▸ **The task**
Continue the forum post below about calling C code from Python through ctypes, picking up after its last sentence.

▸ **Document section**

********

All, I found a piece of information on how to call c files in python, in these examples: there is a c file, which includes many other header files, the very beginning of this c files is #include Python.h, then I found that #include Python.h actually involves many many other header files, such as pystate.h, object.h, etc, so I include all the required header files. In an cpp IDE environment, it did not show errors. What I am trying to do is call this c code in python, so from ctypes import *, then it seems that a dll should be generated by code such as: cl -LD test.c -test.dll, but how to use the cl in this case? I used the cygwin: gcc, it worked fine. Could anyone help me with this i.e.: Call the C in python? Do I make myself clear? Thank you in advance!!

********

▸ **Information supplied**
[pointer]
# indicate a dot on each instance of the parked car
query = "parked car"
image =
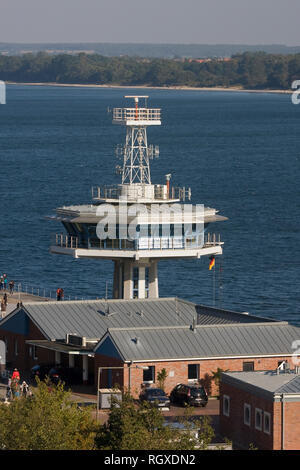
(155, 396)
(69, 375)
(194, 395)
(40, 371)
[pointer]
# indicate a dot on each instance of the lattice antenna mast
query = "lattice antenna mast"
(136, 152)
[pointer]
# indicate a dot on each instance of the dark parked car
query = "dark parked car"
(57, 373)
(40, 371)
(194, 395)
(69, 375)
(155, 396)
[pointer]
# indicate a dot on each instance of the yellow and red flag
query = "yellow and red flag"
(212, 262)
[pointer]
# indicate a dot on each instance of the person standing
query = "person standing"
(58, 294)
(11, 286)
(3, 308)
(16, 375)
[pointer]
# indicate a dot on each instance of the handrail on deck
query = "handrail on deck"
(145, 243)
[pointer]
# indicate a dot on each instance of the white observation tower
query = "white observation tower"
(136, 223)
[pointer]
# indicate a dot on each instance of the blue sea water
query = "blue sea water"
(239, 152)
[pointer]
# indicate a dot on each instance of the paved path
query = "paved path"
(24, 297)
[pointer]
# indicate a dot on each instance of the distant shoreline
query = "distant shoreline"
(236, 89)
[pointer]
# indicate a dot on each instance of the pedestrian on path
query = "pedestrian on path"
(11, 286)
(16, 375)
(59, 294)
(25, 391)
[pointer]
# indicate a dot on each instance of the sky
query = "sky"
(152, 21)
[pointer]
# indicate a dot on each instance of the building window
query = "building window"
(226, 405)
(149, 375)
(247, 414)
(258, 419)
(193, 372)
(146, 282)
(248, 366)
(267, 423)
(135, 280)
(16, 347)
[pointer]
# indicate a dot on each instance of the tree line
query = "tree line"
(257, 70)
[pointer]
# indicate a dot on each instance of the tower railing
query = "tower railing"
(144, 243)
(136, 114)
(115, 192)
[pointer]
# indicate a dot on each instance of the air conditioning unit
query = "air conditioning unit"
(75, 340)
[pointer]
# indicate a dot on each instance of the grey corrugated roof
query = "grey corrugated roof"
(87, 318)
(206, 341)
(265, 381)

********

▸ **Result of the exercise**
Well, Now I feel it important to tell me what I did:
The ultimate goal I wanna achieve is:
I am lazy, I do not want to re-write those c codes in python, (which is very complicated for me in some cases), so I just want to generate dll
files that python could call. I followed an example given by googleing "python call c", there are two versions in this examples: linux and windows:
The example test.c:
#include <windows.h>
BOOL APIENTRY
DllMain(HANDLE hModule, DWORD dwReason, LPVOID lpReserved) {
return TRUE;
}
__declspec(dllexport) int
multiply(int num1, int num2) {
return num1 * num2;
}
Two versions:
1, Complie under linux
gcc -c -fPIC test.c
gcc -shared test.o -o test.so
I did this in cygwin on my vista system, it works fine; :)
2, Compile under windows:
cl -LD test.c -test.dll
I used the cl in windows command line prompt, it won't work!
These are the python codes:
from ctypes import *
import os
libtest = cdll.LoadLibrary(os.getcwd() + '/test.so')
print test.multiply(2, 2)
Could anyone try this and tell me what you get? thank you!
You will find the command line options of Microsoft's C++ compiler here.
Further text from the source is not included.